Question

Could you please help me solve part b?
https://www.dropbox.com/s/3crr9qqfqplsr9d/Screenshot%202013-11-02%2007.24.44.jpg

Answer 1

@ash2326

Answer 2

@e.mccormick

Answer 3

@Hero

Answer 4

@Luigi0210

Answer 5

@timo86m

Answer 6

@zepdrix

Answer 7

Do you use kinematic equations?

Answer 8

I am afraid that this is my first time in this section and somethings that can be consider basic to others to me are unfamiliar

Answer 9

@Christos From the graph can you find the max height?

Answer 10

its more or less 200 right ?

Answer 11

'about' 200

Answer 12

I am going to watch how ash solves this problem.

Answer 13

Cool, can you find the corresponding horizontal distance?

Answer 14

from the graph ?

Answer 15

yes

Answer 16

about 6.5

Answer 17

okay, let's just look at the vertical motion, let the vertical component of velocity be u
Now the projectile is launched, Is there any force acting in vertical direction?

Answer 18

the diagonal ?

Answer 19

x-axis ?

Answer 20

Christos read the first line of the question

Answer 21

may it be gravity ?

Answer 22

I dont understand these 2 terms: trajectory and projectile

Answer 23

yes, it acts vertically downwards. So when our projectile is launched, it's being slowed every moment. Until its vertically at rest, that's the point of it's max height.

Answer 24

Please not it'll be at rest only for a moment, then it'll start coming down.

Answer 25

I see

Answer 26

Trajectory is the shape of the motion, suppose if a man moves straight in line. Its trajectory will be straight.

Answer 27

the velocity starts from 0 ?

Answer 28

Christos we can't have velocity start from 0, that would be the case of a rocket, it has a propulsion system which will accelerate it and increase its velocity from 0.
Here on the other hand, we impart a velocity to the projectile. For example if you throw a ball straight up, you impart velocity to the ball only in vertical direction. Suppose 50m/s, as it goes up, it'll start to slow down.

____________

**EXERCISE INSTRUCTIONS:**
1 - Based on the forum thread, answer yes or no to each statement and quote the words that decide it: (a) The maximum height read from the graph is about 200. (b) Gravity acts vertically upwards on the projectile. (c) At its maximum height, the projectile stays at rest for a long time.
2 - In the forum thread, what velocity is suggested for a ball thrown straight up?
3 - Reproduce the forum thread between "may it be gravity" and "start coming down.", inclusive.
The data after this point is separate material and has no connection to the forum thread.

____________

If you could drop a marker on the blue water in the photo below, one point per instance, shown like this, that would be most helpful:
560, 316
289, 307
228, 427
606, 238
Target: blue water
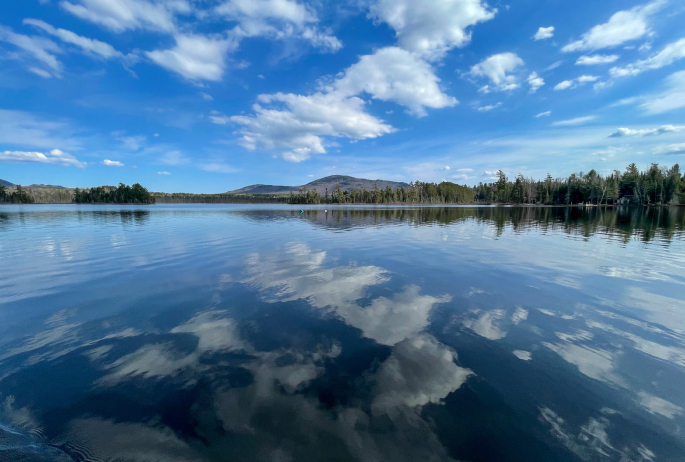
230, 333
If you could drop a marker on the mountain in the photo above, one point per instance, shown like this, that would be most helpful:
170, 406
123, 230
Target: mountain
347, 183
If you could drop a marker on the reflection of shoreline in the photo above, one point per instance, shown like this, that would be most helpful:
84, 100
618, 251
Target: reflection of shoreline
645, 223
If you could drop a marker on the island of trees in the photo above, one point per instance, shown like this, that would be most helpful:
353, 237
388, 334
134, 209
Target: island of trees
656, 186
123, 194
18, 196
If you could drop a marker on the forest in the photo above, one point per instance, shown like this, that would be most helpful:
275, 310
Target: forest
416, 193
656, 186
18, 196
123, 194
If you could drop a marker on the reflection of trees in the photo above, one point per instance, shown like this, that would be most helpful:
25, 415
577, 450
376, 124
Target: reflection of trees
644, 223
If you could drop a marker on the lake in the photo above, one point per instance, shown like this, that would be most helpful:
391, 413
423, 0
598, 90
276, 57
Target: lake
259, 333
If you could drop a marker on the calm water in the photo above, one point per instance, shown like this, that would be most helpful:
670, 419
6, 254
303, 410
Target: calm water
256, 333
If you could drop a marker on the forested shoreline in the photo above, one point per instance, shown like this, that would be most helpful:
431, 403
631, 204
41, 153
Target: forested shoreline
656, 186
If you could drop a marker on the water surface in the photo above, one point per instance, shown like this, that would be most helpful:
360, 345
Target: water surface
259, 333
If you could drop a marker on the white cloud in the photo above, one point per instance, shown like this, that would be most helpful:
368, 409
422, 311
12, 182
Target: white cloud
678, 148
394, 74
596, 59
496, 68
174, 158
419, 371
582, 80
621, 132
523, 355
564, 85
195, 57
26, 129
132, 143
489, 107
276, 19
622, 27
96, 47
39, 49
544, 33
672, 98
55, 157
535, 82
573, 122
218, 168
122, 15
301, 123
431, 27
670, 54
655, 405
40, 72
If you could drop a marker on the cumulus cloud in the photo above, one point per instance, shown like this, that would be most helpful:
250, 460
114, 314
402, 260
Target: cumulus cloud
122, 15
301, 123
218, 167
394, 74
91, 46
670, 54
489, 107
576, 121
672, 98
276, 19
55, 157
573, 83
678, 148
655, 405
535, 82
27, 129
622, 27
195, 57
497, 68
596, 59
430, 28
621, 132
37, 49
544, 33
419, 371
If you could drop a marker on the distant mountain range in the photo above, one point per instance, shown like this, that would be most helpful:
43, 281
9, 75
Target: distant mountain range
347, 183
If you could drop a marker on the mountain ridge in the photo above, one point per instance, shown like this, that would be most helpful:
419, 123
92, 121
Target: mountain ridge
346, 182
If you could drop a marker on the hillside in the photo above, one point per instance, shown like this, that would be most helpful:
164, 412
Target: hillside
347, 183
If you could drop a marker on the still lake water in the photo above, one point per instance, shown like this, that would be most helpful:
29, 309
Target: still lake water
256, 333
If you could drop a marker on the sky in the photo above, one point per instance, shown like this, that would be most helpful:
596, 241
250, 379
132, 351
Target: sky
212, 95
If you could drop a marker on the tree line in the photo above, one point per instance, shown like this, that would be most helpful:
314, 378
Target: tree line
416, 193
656, 186
123, 194
18, 196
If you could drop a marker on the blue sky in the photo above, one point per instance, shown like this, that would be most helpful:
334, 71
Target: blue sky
211, 95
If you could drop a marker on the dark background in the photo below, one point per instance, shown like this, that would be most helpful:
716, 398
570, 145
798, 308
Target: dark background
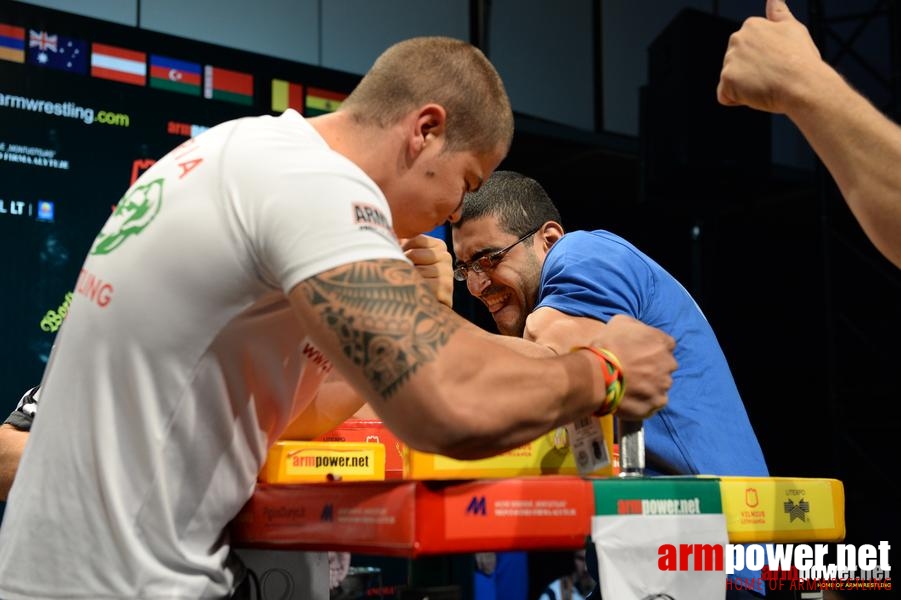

____________

**RESULTS FOR THE EXERCISE:**
1 -
(a) Yes: "'about' 200"
(b) No: "it acts vertically downwards"
(c) No: "it'll be at rest only for a moment, then it'll start coming down"

2 - 50m/s

3 -
may it be gravity ?

Answer 22

I dont understand these 2 terms: trajectory and projectile

Answer 23

yes, it acts vertically downwards. So when our projectile is launched, it's being slowed every moment. Until its vertically at rest, that's the point of it's max height.

Answer 24

Please not it'll be at rest only for a moment, then it'll start coming down.